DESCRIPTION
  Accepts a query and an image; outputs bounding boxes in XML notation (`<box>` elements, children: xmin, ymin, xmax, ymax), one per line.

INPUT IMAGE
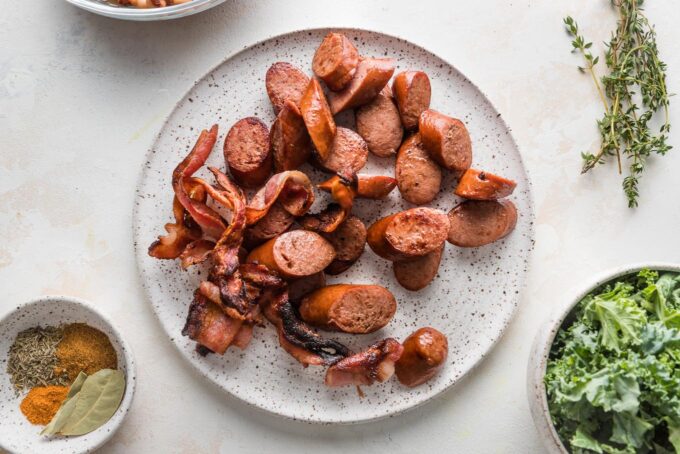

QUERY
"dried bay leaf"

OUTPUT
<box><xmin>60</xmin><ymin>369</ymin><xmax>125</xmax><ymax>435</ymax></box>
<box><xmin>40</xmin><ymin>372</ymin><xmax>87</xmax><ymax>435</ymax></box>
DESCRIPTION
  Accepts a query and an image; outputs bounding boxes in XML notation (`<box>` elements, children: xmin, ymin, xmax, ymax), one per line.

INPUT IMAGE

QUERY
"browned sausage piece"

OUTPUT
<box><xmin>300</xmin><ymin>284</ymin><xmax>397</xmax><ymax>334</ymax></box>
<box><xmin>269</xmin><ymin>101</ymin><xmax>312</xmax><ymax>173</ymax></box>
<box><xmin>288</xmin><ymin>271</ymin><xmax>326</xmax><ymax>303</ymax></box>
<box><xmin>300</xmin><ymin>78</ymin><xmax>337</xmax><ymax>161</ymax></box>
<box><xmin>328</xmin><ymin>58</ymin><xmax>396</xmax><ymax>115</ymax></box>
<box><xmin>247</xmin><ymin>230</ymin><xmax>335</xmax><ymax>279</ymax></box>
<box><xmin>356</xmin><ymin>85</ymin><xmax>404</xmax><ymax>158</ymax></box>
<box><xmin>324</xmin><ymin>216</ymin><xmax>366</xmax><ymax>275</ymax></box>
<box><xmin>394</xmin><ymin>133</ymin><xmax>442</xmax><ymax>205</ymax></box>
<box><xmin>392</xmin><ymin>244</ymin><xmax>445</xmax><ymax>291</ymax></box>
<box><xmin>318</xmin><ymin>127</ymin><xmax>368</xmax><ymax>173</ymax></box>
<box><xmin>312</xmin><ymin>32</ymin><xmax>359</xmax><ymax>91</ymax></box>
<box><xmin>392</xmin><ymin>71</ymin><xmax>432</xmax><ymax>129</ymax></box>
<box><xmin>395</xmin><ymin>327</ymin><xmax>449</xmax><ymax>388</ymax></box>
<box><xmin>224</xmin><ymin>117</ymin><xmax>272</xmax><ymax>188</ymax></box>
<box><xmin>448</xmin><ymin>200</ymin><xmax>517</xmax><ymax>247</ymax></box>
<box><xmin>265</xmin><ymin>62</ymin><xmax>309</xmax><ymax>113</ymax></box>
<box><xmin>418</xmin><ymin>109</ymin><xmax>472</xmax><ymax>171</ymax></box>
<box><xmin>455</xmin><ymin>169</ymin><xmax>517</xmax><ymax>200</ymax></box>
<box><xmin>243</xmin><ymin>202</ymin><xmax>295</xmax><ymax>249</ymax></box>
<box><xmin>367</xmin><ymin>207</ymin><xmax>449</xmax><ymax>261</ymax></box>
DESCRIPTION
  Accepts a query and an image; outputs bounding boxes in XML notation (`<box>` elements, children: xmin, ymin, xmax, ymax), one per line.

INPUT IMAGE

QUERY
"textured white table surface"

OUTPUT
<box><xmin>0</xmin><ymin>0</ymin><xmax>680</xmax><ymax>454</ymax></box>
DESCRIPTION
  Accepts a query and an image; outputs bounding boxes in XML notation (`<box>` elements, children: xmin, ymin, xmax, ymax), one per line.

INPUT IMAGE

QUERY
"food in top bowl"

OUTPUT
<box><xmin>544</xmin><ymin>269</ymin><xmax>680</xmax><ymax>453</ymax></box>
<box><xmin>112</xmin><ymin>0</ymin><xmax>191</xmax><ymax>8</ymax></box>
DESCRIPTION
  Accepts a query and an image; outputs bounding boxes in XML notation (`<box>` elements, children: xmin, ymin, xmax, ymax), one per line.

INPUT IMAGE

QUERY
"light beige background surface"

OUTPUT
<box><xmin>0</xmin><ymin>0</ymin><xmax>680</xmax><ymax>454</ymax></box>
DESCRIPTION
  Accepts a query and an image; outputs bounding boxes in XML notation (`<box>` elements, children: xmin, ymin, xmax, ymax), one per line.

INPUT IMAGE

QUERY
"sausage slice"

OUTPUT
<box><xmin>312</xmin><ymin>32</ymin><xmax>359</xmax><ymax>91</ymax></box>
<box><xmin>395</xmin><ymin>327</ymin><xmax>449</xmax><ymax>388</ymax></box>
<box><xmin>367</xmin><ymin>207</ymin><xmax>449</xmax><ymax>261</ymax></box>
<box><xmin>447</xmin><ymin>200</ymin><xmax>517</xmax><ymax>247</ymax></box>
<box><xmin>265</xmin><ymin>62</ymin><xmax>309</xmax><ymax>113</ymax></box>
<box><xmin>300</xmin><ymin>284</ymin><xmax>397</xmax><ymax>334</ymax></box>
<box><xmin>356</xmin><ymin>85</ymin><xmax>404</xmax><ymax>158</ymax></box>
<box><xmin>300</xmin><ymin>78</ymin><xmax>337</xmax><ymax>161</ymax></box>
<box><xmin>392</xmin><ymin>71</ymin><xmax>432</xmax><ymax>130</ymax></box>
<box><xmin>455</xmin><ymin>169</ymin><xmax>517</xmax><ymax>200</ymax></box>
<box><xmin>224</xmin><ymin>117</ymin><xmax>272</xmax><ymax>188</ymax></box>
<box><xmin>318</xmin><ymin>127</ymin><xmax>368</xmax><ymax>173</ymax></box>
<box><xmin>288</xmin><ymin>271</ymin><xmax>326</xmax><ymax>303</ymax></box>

Problem description:
Pull out each line of the entries above that contains the word "surface".

Solution to this problem:
"textured white table surface"
"light beige background surface"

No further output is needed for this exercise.